Problem: Pick out every line of the material below that contains the word "flower", and copy each of those lines in full.

--------------------

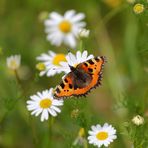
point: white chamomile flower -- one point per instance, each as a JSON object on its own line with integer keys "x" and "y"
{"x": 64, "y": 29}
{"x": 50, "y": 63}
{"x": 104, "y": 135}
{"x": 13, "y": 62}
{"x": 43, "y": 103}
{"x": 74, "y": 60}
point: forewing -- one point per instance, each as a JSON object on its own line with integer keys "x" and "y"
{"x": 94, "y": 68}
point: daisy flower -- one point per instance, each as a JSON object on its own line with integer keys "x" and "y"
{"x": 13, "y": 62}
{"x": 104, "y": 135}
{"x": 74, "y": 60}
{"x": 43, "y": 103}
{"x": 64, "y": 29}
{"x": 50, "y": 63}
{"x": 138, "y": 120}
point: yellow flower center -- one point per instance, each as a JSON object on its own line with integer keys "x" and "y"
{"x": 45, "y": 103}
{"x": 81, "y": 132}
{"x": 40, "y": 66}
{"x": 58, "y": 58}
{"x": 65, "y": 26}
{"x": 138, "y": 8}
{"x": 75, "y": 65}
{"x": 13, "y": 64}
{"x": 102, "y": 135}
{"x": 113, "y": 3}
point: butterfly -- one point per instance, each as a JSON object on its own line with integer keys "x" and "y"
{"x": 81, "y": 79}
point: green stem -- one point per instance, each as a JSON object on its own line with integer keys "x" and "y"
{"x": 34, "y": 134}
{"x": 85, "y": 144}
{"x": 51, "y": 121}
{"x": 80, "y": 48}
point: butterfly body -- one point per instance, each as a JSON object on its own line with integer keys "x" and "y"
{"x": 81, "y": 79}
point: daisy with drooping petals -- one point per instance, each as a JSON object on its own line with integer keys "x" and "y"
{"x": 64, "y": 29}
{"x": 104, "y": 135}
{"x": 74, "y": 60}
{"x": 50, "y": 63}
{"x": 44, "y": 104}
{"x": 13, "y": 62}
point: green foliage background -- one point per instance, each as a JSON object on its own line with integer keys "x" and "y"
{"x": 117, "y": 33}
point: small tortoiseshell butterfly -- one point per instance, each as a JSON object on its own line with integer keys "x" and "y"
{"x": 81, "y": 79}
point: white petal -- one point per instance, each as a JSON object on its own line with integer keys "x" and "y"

--------------------

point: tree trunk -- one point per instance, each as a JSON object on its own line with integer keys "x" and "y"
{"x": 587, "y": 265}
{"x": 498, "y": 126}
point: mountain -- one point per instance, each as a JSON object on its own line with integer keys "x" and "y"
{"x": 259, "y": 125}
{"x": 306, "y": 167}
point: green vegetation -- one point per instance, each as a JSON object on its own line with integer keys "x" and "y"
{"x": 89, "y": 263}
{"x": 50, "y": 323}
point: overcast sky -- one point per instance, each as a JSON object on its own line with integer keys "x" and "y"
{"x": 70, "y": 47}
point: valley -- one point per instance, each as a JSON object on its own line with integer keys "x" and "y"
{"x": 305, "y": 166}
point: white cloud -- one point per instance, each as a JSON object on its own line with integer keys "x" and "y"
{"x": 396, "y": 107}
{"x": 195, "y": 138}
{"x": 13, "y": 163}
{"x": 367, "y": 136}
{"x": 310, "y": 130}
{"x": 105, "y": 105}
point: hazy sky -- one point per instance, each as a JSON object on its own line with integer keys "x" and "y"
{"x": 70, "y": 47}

--------------------

The solution:
point: white chamomile flower -- one point per instance, each as a JSON object on its own line with integer keys "x" and "y"
point: daisy flower -- one point per instance, each as a JSON object on its own line with integer keys "x" and "y"
point: yellow flower center -- one point per instance, each as a JSON object on its own line with integer keys "x" and "y"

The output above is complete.